Write out, word for word, the lines of the entries that run from the line containing "# point: burned" through the end of the entries, including both.

((

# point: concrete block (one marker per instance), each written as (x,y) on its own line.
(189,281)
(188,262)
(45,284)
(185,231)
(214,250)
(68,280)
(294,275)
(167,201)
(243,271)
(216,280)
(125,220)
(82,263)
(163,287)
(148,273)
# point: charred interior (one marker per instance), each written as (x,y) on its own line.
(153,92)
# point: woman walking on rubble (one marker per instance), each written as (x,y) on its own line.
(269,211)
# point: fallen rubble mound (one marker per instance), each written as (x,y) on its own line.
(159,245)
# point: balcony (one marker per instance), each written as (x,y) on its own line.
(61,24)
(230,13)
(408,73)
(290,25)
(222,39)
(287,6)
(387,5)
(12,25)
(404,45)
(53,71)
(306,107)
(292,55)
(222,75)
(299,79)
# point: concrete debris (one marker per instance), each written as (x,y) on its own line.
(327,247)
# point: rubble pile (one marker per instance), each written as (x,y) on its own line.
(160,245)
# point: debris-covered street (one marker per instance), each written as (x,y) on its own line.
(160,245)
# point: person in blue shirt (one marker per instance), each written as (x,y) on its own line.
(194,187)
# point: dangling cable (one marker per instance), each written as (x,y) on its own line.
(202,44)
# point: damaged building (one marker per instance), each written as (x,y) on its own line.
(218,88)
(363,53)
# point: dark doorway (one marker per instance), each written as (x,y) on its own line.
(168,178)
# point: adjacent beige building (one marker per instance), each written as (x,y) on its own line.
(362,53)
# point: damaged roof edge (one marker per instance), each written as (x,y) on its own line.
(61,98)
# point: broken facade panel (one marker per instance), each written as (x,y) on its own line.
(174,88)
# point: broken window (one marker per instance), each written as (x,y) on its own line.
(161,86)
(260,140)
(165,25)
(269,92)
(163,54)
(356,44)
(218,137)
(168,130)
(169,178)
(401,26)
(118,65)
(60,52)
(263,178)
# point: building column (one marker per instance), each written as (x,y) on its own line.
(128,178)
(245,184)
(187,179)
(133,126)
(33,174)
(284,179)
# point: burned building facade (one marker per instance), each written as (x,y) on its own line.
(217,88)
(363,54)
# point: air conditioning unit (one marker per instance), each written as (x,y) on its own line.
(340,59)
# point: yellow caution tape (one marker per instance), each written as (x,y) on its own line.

))

FINISHED ANSWER.
# point: burned building facade (one marker per instance), each written as (x,y) on its own line.
(217,88)
(363,54)
# point: air conditioning unit (one marker per instance), each written as (x,y) on its own line.
(340,59)
# point: yellow caution tape (one marker per instance), each written as (x,y) on its own line.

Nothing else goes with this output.